>>>
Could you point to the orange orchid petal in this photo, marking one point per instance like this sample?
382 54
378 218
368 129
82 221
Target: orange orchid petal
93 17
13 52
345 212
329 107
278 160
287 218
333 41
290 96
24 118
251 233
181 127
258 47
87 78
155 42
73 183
<<<
Your assignment => Restate the data above word for word, omitting nothing.

Solution below =>
Could you point to the orange orchid petal in this photo, marking one point per instance like this sample?
382 54
378 218
368 129
82 221
Target: orange orchid petal
93 17
13 52
345 212
329 107
278 160
287 218
333 41
290 96
24 118
251 233
181 127
258 47
87 78
155 42
73 183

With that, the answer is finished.